-- GOAL 1 --
Transcribe everything in the Montreal walking tour passage from "If you’re looking" down to "of Mount Royal.".

-- DOCUMENT SEGMENT --
With winter temperatures plummeting well below zero degrees F, Montreal may not sound like a great location to spend your hard-earned vacation days. But there’s no doubt that a touch of freshly fallen snow produces a certain je ne sais quoi, that takes the beauty of this gorgeous Canadian city to another level.

If you’re looking to spend a short amount of time in the city (perhaps half a day), here’s how to experience many of Montreal’s quintessential landmarks by foot.

Parc Jeanne-Mance/Mount Royal

Rising over 700 feet from the center of the island city, Mount Royal is the perfect place to start your walking tour. The mountain is covered with trails from the George-Étienne Cartier Monument to Mount Royal’s peak, offering numerous spectacular views of the city. However, hiking to the summit in the winter can be quite the workout, so begin with a loop around Parc Jeanne-Mance, located at the base of the mountain. You can get a taste of how Canadians embrace the winter by watching a pick-up hockey game or by joining in the fun yourself and taking a sled down the side of Mount Royal.

[Image box annotation records]
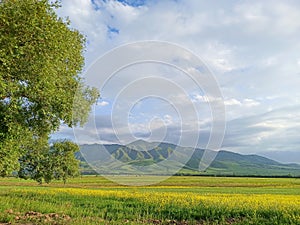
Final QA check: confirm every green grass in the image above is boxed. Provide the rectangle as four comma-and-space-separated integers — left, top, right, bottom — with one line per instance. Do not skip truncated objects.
0, 176, 300, 225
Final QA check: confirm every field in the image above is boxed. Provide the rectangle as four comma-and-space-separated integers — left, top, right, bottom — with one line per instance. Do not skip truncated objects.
0, 176, 300, 225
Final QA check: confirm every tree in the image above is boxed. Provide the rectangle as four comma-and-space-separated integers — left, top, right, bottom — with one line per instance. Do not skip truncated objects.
0, 0, 99, 181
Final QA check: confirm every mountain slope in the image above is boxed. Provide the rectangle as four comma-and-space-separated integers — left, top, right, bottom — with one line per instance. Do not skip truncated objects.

-- GOAL 2 --
Repeat the listing word for word, everything from its start down to the line containing "0, 0, 99, 181", with both ends included. Leave out the pictures.

-- EXERCISE RESULT 1 --
If you’re looking to spend a short amount of time in the city (perhaps half a day), here’s how to experience many of Montreal’s quintessential landmarks by foot.

Parc Jeanne-Mance/Mount Royal

Rising over 700 feet from the center of the island city, Mount Royal is the perfect place to start your walking tour. The mountain is covered with trails from the George-Étienne Cartier Monument to Mount Royal’s peak, offering numerous spectacular views of the city. However, hiking to the summit in the winter can be quite the workout, so begin with a loop around Parc Jeanne-Mance, located at the base of the mountain. You can get a taste of how Canadians embrace the winter by watching a pick-up hockey game or by joining in the fun yourself and taking a sled down the side of Mount Royal.

-- EXERCISE RESULT 2 --
Final QA check: confirm every green grass in the image above is boxed. Provide the rectangle as four comma-and-space-separated integers — left, top, right, bottom — with one line per instance. Do not skip truncated objects.
0, 176, 300, 225
Final QA check: confirm every field in the image above is boxed. Provide the rectangle as four comma-and-space-separated integers — left, top, right, bottom — with one line per instance. Do not skip truncated objects.
0, 176, 300, 225
Final QA check: confirm every tree in the image above is boxed. Provide the rectangle as four comma-and-space-separated integers — left, top, right, bottom — with one line per instance. Do not skip truncated objects.
0, 0, 99, 181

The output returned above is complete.